Point localization data

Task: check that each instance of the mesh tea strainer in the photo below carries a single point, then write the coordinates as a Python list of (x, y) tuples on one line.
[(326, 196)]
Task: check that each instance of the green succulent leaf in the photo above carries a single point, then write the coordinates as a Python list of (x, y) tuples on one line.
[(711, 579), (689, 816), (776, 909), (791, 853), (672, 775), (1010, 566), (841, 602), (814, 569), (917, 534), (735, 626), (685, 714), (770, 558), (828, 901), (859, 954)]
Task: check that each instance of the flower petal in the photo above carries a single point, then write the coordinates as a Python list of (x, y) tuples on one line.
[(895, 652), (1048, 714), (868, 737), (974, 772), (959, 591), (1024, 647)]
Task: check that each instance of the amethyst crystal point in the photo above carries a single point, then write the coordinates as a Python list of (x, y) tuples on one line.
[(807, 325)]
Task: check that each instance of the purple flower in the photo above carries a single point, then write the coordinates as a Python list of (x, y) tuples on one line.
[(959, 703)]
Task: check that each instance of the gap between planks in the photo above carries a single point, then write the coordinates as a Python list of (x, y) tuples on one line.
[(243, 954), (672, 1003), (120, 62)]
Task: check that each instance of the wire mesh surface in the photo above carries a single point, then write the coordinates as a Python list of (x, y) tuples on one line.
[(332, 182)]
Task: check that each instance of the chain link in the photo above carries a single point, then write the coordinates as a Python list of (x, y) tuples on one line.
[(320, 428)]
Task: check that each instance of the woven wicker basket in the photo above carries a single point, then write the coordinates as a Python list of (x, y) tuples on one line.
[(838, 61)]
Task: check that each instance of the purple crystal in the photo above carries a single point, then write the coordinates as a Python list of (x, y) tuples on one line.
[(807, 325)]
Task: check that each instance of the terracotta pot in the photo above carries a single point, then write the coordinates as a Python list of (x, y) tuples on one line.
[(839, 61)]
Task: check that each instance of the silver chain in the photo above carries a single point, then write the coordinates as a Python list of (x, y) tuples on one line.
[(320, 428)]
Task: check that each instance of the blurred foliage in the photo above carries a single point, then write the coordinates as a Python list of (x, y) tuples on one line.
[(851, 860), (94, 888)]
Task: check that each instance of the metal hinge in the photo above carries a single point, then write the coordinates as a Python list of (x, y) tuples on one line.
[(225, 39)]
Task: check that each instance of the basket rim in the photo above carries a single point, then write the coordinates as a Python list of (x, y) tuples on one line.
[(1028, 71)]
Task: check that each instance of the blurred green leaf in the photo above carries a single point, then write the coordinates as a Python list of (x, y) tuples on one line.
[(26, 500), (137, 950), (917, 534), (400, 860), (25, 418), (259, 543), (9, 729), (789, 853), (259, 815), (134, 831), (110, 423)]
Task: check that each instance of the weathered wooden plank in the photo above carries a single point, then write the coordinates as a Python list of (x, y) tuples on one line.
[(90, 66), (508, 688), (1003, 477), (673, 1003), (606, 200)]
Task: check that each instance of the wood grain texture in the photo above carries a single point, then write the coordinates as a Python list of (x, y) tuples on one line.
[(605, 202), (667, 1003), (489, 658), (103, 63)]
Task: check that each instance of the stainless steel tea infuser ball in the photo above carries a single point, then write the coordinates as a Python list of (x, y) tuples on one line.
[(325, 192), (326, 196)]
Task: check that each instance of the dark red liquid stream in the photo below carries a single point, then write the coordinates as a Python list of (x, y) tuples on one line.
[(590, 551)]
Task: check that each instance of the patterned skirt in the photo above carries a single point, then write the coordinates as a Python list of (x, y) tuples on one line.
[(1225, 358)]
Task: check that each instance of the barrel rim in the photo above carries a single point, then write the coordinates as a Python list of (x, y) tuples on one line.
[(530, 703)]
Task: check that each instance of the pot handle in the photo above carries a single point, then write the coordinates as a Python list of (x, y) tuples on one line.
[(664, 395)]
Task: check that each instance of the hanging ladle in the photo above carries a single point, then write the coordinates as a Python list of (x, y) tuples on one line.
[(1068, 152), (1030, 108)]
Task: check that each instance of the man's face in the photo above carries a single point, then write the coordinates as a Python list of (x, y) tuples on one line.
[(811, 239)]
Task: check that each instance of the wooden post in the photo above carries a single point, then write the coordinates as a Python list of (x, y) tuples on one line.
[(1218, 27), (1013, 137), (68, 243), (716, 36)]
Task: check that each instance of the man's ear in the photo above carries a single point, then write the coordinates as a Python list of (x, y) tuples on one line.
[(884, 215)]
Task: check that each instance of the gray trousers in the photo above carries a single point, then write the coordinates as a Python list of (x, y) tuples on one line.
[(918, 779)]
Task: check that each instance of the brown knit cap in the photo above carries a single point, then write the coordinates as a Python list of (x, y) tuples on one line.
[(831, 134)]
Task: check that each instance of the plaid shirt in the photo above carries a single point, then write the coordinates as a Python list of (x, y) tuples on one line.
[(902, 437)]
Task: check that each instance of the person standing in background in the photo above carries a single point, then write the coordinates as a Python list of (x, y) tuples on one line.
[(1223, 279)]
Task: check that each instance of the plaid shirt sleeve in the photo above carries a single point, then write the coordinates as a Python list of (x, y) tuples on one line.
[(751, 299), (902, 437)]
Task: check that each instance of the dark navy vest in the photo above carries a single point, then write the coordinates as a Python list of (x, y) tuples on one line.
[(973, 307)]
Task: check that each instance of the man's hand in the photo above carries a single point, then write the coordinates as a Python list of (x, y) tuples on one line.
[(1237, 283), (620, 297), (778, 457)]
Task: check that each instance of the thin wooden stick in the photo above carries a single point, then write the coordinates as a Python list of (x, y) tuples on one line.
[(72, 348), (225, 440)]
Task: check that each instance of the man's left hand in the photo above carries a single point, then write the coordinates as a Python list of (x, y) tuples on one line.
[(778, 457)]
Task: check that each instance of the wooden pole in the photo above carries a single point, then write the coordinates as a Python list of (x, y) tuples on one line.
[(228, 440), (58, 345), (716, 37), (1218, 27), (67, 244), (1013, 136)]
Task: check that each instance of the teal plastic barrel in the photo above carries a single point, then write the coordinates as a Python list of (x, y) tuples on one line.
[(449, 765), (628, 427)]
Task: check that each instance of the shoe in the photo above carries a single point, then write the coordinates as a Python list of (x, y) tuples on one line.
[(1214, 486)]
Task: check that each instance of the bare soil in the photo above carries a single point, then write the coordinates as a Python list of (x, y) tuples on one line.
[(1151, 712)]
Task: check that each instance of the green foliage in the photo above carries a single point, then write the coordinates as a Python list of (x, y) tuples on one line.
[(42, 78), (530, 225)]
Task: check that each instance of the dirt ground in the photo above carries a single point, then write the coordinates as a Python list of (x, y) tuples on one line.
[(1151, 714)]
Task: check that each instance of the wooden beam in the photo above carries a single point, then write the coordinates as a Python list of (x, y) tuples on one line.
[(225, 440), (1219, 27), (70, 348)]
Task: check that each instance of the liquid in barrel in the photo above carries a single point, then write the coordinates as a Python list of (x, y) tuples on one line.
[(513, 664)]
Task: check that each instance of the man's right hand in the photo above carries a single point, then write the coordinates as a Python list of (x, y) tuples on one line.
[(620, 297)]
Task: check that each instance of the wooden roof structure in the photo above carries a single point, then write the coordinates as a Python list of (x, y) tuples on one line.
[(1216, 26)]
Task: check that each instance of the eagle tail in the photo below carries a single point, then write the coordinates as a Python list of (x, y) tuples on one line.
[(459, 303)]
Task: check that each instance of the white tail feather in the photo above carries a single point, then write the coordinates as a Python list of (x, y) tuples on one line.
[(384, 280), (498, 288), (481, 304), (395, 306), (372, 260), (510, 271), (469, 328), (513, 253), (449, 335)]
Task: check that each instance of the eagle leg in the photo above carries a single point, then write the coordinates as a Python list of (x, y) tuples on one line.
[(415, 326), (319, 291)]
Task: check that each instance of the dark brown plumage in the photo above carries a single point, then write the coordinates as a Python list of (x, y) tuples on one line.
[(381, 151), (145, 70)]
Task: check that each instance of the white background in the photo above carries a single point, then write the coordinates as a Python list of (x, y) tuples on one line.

PROBLEM DESCRIPTION — Would you quote, exactly and only, the lines from the one containing "Task: check that each instance of the eagle leg" to the end of the entries?

WRITTEN ANSWER —
Task: check that each instance of the eagle leg in the photo above carries a single point, then write the coordinates as a Python list of (x, y) tuples on one line.
[(415, 326), (319, 291)]
Task: check that each instance of the dark brown plumage in the photo above carries a single point, then write the coordinates as a Python list of (x, y) tuples on one line.
[(381, 151), (145, 70)]
Task: check that each instance of the white background in the photo above carries a single point, then write the coordinates as a Python list of (x, y) tuples on one line.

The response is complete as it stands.